[[ PAGE TEXT, beginning ]]
Omnicare Adopts Rule 10b5-1 Plan in Conjunction with Share Repurchase Program
COVINGTON, Ky., March 1, 2012 - Omnicare, Inc. (NYSE:OCR), announced today that it has adopted a Rule 10b5-1 plan for the purpose of repurchasing up to $75 million of its common stock in accordance with guidelines specified under Rule 10b5-1 of the Securities Exchange Act of 1934 and the Company's policies regarding stock transactions. This plan has been established pursuant to, and as part of, the Company's share repurchase program. As previously announced, the Company's board of directors authorized an additional $200 million share repurchase program through February 28, 2014. Collectively with its existing share repurchase program, which is effective through December 31, 2012, the Company had approximately $259 million of available authorization for share repurchases as of February 22, 2012.
A plan under Rule 10b5-1 allows a company to repurchase its shares at times when it otherwise might be prevented from doing so under insider trading laws or because of self-imposed trading blackout periods. A broker selected by the Company will have the authority under the terms and limitations specified in the plan to repurchase shares on the Company's behalf in accordance with the terms of the plan. Repurchases are subject to SEC regulations as well as certain price, market volume and timing constraints specified in the plan. The Company may terminate the plan at any time.
Omnicare, Inc., a Fortune 400 company based in Covington, Kentucky, provides comprehensive pharmaceutical services to patients and providers across North America. As the market-leader in professional pharmacy, related consulting and data management services for skilled nursing, assisted living and other chronic care institutions, Omnicare leverages its unparalleled clinical insight into the geriatric market along with some of the industry's most innovative technological capabilities to the benefit of its long-term care customers. Omnicare also provides key commercialization services for the bio-pharmaceutical industry and end-of-life disease management through its Specialty Care Group. For more information, visit www.omnicare.com.
[[ PAGE TEXT, end ]]
- [TASK INSTRUCTIONS]:
1. In the Omnicare share repurchase announcement, how much common stock may the Rule 10b5-1 plan repurchase?
2. Carry on the Omnicare share repurchase announcement from its last sentence.
[[ DATA EXTRACTS, beginning ]]
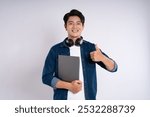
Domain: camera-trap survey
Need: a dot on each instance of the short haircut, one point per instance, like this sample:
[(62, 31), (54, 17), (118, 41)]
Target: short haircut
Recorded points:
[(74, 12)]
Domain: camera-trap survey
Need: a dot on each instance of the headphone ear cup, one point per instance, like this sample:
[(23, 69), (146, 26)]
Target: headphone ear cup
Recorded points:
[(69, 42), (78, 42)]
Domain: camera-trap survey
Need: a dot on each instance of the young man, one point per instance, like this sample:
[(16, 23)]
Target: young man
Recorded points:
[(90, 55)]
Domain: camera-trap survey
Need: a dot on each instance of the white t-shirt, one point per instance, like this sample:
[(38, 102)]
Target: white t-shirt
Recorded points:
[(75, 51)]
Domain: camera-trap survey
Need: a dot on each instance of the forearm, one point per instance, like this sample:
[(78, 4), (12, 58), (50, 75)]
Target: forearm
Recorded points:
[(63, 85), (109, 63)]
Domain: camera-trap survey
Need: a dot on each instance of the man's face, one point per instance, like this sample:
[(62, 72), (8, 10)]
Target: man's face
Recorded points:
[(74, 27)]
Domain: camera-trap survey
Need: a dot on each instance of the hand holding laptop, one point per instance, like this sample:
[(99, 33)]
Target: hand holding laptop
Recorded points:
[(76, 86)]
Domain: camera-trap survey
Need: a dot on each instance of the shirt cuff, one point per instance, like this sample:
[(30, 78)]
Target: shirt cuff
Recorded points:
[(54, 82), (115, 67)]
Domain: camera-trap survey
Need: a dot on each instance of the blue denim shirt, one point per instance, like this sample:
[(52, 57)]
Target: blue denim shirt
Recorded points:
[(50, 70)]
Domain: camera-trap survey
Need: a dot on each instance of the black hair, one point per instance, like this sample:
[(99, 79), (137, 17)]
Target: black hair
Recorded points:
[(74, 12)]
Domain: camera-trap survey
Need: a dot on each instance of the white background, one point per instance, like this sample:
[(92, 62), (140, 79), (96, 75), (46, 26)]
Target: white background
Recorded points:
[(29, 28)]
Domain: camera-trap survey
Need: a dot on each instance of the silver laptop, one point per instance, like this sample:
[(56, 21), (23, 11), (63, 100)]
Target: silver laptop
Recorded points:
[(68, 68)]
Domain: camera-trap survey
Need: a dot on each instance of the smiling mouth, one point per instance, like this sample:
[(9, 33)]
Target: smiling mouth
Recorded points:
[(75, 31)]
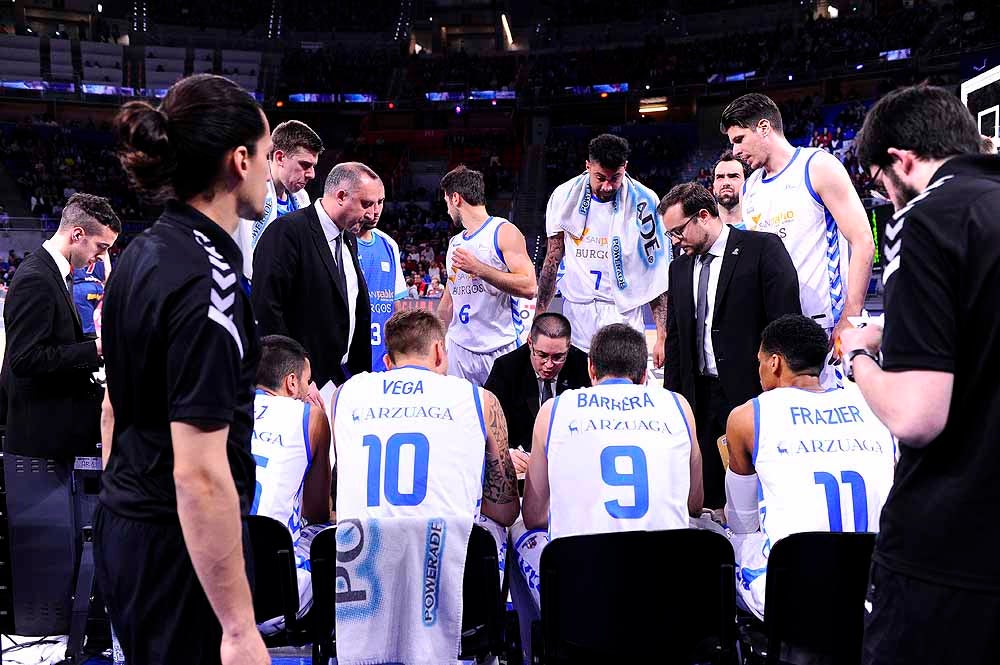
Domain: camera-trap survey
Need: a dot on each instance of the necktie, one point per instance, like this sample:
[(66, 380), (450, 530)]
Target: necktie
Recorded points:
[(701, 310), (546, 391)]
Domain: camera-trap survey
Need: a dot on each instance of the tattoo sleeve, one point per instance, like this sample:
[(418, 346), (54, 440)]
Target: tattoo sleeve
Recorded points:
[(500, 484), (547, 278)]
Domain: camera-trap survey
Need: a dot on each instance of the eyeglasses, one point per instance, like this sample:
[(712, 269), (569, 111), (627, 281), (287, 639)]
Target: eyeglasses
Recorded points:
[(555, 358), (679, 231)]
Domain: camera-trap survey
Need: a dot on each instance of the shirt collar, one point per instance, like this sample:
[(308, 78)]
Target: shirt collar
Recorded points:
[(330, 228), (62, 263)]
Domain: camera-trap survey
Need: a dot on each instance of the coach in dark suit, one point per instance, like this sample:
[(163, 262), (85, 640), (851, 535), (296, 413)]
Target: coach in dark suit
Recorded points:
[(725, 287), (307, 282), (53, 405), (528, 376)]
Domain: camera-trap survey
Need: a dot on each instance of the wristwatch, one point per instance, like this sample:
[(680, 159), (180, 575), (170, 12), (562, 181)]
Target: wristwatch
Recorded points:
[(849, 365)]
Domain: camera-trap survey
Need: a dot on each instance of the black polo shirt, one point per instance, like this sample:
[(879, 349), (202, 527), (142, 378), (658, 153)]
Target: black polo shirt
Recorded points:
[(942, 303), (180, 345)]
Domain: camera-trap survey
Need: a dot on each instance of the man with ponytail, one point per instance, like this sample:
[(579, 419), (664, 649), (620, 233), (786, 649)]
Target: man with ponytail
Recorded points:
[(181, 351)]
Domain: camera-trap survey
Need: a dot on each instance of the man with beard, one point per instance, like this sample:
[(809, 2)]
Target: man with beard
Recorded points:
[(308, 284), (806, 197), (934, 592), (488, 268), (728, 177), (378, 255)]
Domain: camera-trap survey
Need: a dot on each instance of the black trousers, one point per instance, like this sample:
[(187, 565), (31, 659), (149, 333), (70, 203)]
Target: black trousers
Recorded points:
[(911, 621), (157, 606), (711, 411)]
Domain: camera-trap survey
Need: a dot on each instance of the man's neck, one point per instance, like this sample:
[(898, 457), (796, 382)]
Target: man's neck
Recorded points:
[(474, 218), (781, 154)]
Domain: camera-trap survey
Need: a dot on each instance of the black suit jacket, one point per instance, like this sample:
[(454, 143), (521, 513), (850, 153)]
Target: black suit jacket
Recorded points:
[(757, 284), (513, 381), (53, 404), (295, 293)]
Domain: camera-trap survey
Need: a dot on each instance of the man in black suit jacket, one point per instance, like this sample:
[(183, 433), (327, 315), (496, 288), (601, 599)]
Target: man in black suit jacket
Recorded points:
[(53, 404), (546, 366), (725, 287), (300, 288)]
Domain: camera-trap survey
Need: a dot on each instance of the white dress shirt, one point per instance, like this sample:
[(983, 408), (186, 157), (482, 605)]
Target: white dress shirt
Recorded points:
[[ DATA EXTRACTS, end ]]
- [EXPECTED OUTPUTS]:
1. Up to $75 million.

2.
In addition to historical information, this report contains certain statements that constitute "forward-looking statements" within the meaning of the Private Securities Litigation Reform Act of 1995. These forward-looking statements include, but are not limited to, all statements regarding the intent, belief or current expectations regarding the matters discussed or incorporated by reference in this document (including statements as to "beliefs," "expectations," "anticipations," "intentions" or similar words) and all statements which are not statements of historical fact. Such forward-looking statements, together with other statements that are not historical, are based on management's current expectations and involve known and unknown risks, uncertainties, contingencies and other factors that could cause results, performance or achievements to differ materially from those stated. The most significant of such risks and uncertainties are described in the Company's Form 10-K, Form 10-Q and Form 8-K reports filed with the Securities and Exchange Commission. Should one or more of these risks or uncertainties materialize or should underlying assumptions prove incorrect, the Company's actual results, performance or achievements could differ materially from those expressed in, or implied by, such forward-looking statements. Readers are cautioned not to place undue reliance on these forward-looking statements, which speak only as of the date hereof.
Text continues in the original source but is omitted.